[Opening EXCERPT section]
Overview

Schema Version

https://atlas.rsna.org/schemas/2025-11/dataset.json

Name

OPTIMAM mammography subset for AI breast cancer risk prediction (Ellis et al., 2024)

Link

https://www.ncbi.nlm.nih.gov/pmc/articles/PMC11294956/

Indexing

Keywords: Breast cancer risk prediction, Screening mammography, Interval cancer, Screen-detected cancer, Mammographic density, UK NHS Breast Screening Programme, OPTIMAM

Content: BR

RadLex: RID10357

SNOMED: 254837009

Author(s)

Sam Ellis

Sandra Gomes

Matthew Trumble

Mark D. Halling-Brown

Kenneth C. Young

Nouman S. Chaudhry

Peter Harris

Lucy M. Warren

Organization(s)

Royal Surrey NHS Foundation Trust

University of Surrey

Contact

Sam Ellis (corresponding author): ten.shn@2sille.mas

Funding

Creation and maintenance of the OPTIMAM Image Database funded by Cancer Research UK (C30682/A28396). S.E. supported by the Million Women Study (C16077/A29186).

Ethical review

Data were collected with approval from an ethical research committee specializing in research databases organized by the NHS Health Research Authority.

Comments

Retrospective study using a curated subset of the UK OPTIMAM Mammography Image Database to train and evaluate a deep learning model predicting 3-year breast cancer risk from negative screening mammograms.

Date

Published: 2024-05-22

References

[1] Ellis S, Gomes S, Trumble M, et al.. "Deep Learning for Breast Cancer Risk Prediction: Application to a Large Representative UK Screening Cohort". Radiology: Artificial Intelligence. 2024-07-01. doi:10.1148/ryai.230431. PMID: 38775671. PMCID: PMC11294956.

[2] Halling-Brown MD, Warren LM, Ward D, et al.. "OPTIMAM mammography image database: a large-scale resource of mammography images and clinical data". Radiology: Artificial Intelligence. 2020-01-01. PMID: 33937853. PMCID: PMC8082293. Available from: https://www.ncbi.nlm.nih.gov/pmc/articles/PMC8082293/

Dataset

Motivation

Develop and evaluate a UK-specific AI model to predict 3-year future breast cancer risk from negative screening mammograms.
[Closing EXCERPT section]
STUDY QUESTIONS:
1. Answer these questions using the OPTIMAM dataset entry:
(a) Which organization funded the creation and maintenance of the OPTIMAM Image Database?
(b) What publication date does the entry give?
(c) Which two organizations are listed?
2. Continue the OPTIMAM dataset entry from its last line.
The lines that follow are separate material and have no connection to the OPTIMAM dataset entry.
[Opening AVAILABLE DATA section]
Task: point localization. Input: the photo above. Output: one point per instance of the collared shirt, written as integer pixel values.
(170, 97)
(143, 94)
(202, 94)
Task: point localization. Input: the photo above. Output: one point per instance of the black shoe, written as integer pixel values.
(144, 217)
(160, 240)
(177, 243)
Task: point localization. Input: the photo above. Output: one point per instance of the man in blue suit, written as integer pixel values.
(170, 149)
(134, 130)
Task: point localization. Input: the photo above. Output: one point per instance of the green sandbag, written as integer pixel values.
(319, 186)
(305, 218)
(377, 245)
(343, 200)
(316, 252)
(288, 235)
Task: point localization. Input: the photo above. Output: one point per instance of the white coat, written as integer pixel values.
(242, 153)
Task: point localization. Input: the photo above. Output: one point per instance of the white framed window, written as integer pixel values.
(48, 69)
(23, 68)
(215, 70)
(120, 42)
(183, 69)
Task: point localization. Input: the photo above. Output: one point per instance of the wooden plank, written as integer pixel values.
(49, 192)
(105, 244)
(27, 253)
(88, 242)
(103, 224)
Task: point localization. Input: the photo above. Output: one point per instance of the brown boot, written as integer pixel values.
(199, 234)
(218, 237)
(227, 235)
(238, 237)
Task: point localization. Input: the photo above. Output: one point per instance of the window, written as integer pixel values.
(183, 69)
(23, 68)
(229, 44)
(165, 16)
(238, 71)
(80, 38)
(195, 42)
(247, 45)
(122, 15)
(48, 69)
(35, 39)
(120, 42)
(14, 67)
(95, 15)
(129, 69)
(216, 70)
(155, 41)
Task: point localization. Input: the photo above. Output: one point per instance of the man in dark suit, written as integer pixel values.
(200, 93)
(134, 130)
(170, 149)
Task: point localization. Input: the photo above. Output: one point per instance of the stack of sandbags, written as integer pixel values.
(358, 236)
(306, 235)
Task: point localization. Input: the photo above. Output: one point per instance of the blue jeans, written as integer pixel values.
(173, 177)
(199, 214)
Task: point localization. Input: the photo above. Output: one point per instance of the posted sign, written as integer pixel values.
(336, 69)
[Closing AVAILABLE DATA section]
WRITTEN RESPONSES:
1.
(a) Cancer Research UK
(b) 2024-05-22
(c) Royal Surrey NHS Foundation Trust and University of Surrey

2.
Sampling

From 5264 risk-positive and 191,488 risk-negative women, random sampling used: training negatives reduced by 50% to increase prevalence; one episode randomly selected per woman where multiple eligible episodes existed in the risk-negative group.

Partitioning scheme

Stratified 60:20:20 split into training, validation, and test to preserve cancer prevalence. Validation balanced by cancer outcome at the patient level. Test set left unmodified to reflect OPTIMAM demographics.

Missing information

Only Hologic mammography systems included; images from other manufacturers underrepresented and excluded. Examinations with confirmed cancer and images containing implants were excluded. Some screening episodes lacked follow-up and were excluded.

Relationships between instances

One screening episode per woman; two views per breast (CC and MLO). In the training split, images of healthy contralateral breasts of risk-positive patients were removed.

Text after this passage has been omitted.